WHAT IS REQUIRED:
The answer is all of the entries below, repeated exactly and free of pictures.
** Opening RECORDS FOR THIS EXERCISE block **
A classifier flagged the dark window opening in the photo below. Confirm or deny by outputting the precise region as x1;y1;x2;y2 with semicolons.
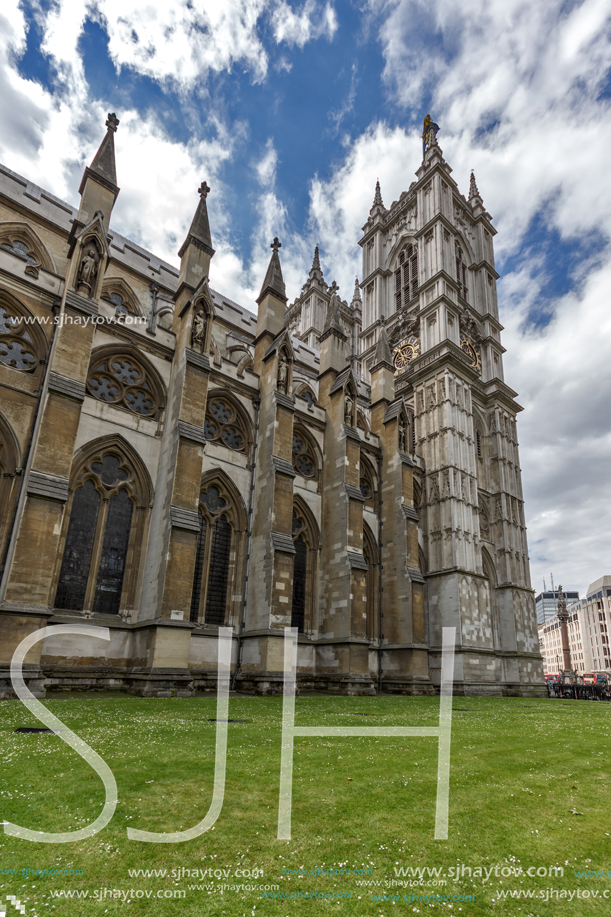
54;480;100;610
205;514;232;625
190;511;208;623
93;489;133;614
291;534;307;633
** Closing RECORDS FOR THIS EXERCISE block **
TASK RESULT:
A classifier flagged the dark window opening in the photo below. Confirm or deny by outputting the precise region as x1;y1;x2;y2 with semicolons.
54;480;100;610
205;514;232;625
190;511;208;623
93;489;133;614
291;534;307;633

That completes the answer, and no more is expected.